§ Job:
In the passage about embarrassment, until what age did the writer share a bed with two younger sisters?

§ Given passage:
────────
"We all tend to hang out from time to time in places that others wouldn't want to be seen in, and which if anyone ever found out, would leave us highly embarrassed.
Embarrassment is enough to make one person laugh, another cry and another lock themselves away in a room for six months before daring to show their face again. Whether you be the parent in a crowded lift who puts the blame on your five-year-old girl for your fart or the six-foot-tall guy who dare not admit to having seen 'The sound of Music' ten times as a seventeen-year-old, we have all experienced such moments of monumental cringe at one time or another. And yet, we can learn 'to live with' our embarassment if we so chose; not 'like it', but 'live with it!'
There have been so many occasions in later life that might have caused me embarassment at the time, had I not practised many years earlier 'how to live with my embarrassment without it making me blush.'
When I was young I had a weak bladder and wet the bed most nights. This wasn't the nicest of experiences for my two younger sisters, as coming from a large family with fewer beds than occupants, the three of us shared a bed until I was ten. My next source of acute embarrassment came in my teens when four friends and I, as a dare, decided to streak naked across a field which was visible from the main road. We all disrobed and set off laughing loudly. An older, courting couple approached from the opposite direction and seeing them before me, my four friends hid down in the long grass, leaving me to run past them in my birthday suit.
────────
§ Listed records:
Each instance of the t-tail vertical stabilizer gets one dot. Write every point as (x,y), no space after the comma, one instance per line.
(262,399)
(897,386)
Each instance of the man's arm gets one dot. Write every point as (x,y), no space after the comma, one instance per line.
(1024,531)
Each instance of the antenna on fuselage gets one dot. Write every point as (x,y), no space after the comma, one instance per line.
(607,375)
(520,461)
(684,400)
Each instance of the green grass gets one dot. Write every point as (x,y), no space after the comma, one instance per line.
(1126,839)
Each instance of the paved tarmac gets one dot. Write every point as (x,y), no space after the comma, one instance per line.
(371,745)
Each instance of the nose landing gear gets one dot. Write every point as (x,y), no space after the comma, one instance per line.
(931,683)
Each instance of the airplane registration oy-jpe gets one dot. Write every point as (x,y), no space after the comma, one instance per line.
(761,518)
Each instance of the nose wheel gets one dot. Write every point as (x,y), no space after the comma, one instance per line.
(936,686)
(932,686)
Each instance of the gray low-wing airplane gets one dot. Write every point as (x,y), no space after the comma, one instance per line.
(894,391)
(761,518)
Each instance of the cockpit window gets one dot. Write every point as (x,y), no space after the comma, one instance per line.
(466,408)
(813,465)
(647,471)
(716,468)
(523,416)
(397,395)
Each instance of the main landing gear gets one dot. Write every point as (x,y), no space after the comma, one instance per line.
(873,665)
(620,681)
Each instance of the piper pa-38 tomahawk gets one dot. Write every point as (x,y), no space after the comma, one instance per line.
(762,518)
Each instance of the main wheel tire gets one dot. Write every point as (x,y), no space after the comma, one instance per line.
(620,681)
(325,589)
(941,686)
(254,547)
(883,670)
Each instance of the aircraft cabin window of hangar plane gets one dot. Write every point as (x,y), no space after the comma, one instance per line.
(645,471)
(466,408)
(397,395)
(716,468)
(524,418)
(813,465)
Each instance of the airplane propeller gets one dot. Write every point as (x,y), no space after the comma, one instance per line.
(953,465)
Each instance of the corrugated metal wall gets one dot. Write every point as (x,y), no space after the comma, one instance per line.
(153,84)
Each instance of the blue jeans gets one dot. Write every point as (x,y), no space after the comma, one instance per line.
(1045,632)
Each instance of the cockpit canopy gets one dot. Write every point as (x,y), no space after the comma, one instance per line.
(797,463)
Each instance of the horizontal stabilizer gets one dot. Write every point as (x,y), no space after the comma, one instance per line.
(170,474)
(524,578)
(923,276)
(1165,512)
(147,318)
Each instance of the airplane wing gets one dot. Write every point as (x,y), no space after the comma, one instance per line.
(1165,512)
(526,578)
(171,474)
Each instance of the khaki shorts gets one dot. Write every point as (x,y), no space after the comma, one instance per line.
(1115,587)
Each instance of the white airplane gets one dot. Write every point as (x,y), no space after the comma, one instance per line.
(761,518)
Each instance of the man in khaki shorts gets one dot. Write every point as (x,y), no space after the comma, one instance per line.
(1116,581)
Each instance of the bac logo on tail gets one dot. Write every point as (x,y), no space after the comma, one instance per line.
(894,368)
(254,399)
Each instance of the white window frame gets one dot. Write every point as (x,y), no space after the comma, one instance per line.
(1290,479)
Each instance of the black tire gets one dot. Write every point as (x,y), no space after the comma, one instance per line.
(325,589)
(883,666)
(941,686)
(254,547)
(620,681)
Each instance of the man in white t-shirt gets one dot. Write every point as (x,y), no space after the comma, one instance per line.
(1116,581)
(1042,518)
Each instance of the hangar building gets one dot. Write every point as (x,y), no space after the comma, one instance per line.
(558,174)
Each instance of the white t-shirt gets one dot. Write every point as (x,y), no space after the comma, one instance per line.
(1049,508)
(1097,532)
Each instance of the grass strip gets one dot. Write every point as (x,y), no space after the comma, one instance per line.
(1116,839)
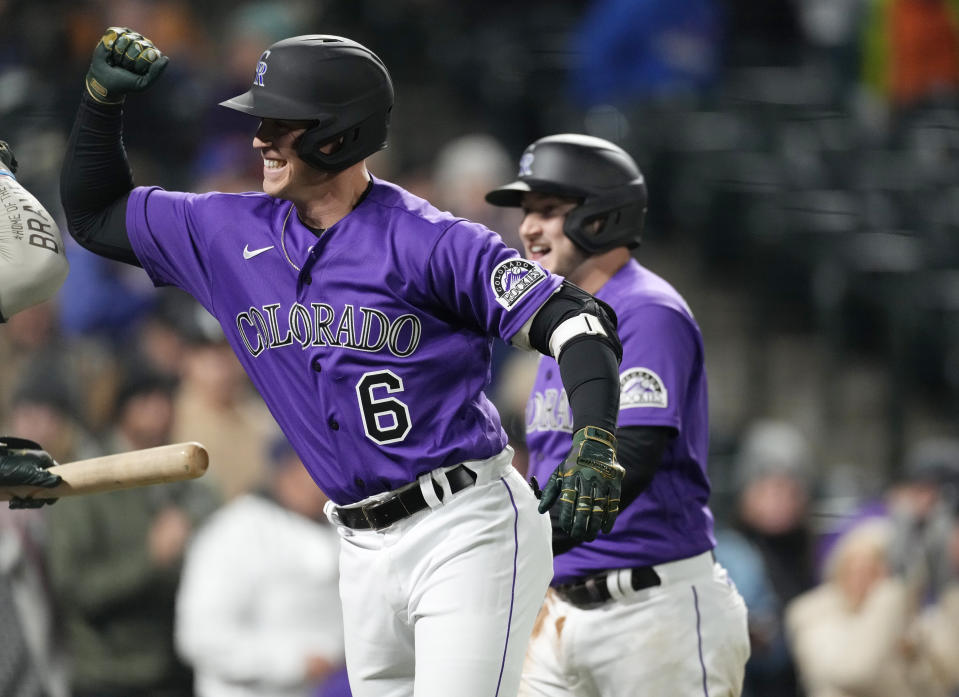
────────
§ Written response:
Until the age of ten.